*Given passage:*
+===+

You can now test Go usage via the following command:

go version

Make should be installed by default on Ubuntu 20.04. You can check it using the following command:

make --version

If it's not installed, you can do so using:

sudo apt-get install make

If all steps were completed without errors, the installations are successful, and you can proceed to execution.

8. Makefile

To facilitate execution, a Makefile has been created in the project's root directory. With the Makefile, both tools can be executed using environment variables and separators without the need to write complex commands. The Makefile provides you with a CLI command set for easy usage. Available variables:

DATASET_SIZE: min=1, max=10M, default=50K
MAX_STR_LEN: min=2, max=100, default=10
MIN_STR_LEN: min=1, max=100, default=2
GENERATED_FILE_PATH: Optional, must be a valid file path

WORLD_SIZE

Specifies the number of processes to be used. Applicable to both Generator and Counter. Constraints: 1 <= X <= 100, default=1

Must not be smaller than DATASET_SIZE.

DATASET_SIZE

Specifies the number of words to be generated. A variable used only by the Generator. Constraints: 1 <= X <= 1000000, default=50000

Must not be larger than WORLD_SIZE.

MAX_STR_LEN

Specifies the maximum length of the generated words. A variable used only by the Generator. Constraints: 2 <= X <= 100, default=10

Must not be smaller than MIN_STR_LEN.

+===+

*Material provided:*
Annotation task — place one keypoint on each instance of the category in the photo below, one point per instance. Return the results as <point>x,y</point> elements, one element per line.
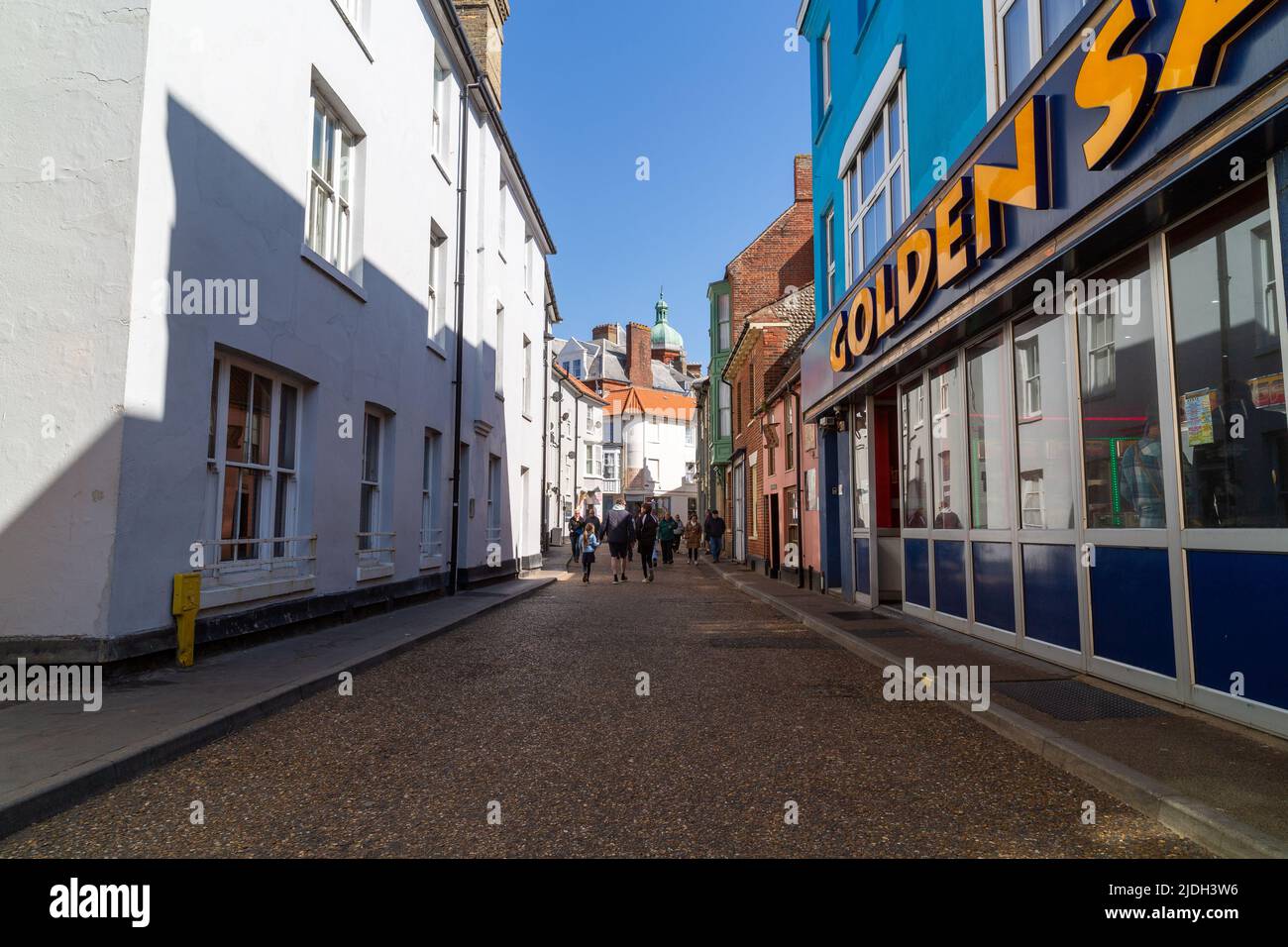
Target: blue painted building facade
<point>1048,367</point>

+===+

*Tasks to carry out:*
1. Using the Makefile passage, decide whether each statement agrees with it: (a) Make should be installed by default on Ubuntu 20.04; (b) MAX_STR_LEN is used by both the Generator and the Counter; (c) WORLD_SIZE has a default value of 1. Answer yes or no for each, quoting the words of the passage that decide it.
2. According to the Makefile passage, where has the Makefile been created?
3. Reproduce the Makefile passage starting at the words "Must not be smaller than DATASET_SIZE." and stopping after "smaller than MIN_STR_LEN.".

*Expected results:*
1.
(a) Yes: "Make should be installed by default on Ubuntu 20.04."
(b) No: "A variable used only by the Generator."
(c) Yes: "Constraints: 1 <= X <= 100, default=1"

2. In the project's root directory.

3.
Must not be smaller than DATASET_SIZE.

DATASET_SIZE

Specifies the number of words to be generated. A variable used only by the Generator. Constraints: 1 <= X <= 1000000, default=50000

Must not be larger than WORLD_SIZE.

MAX_STR_LEN

Specifies the maximum length of the generated words. A variable used only by the Generator. Constraints: 2 <= X <= 100, default=10

Must not be smaller than MIN_STR_LEN.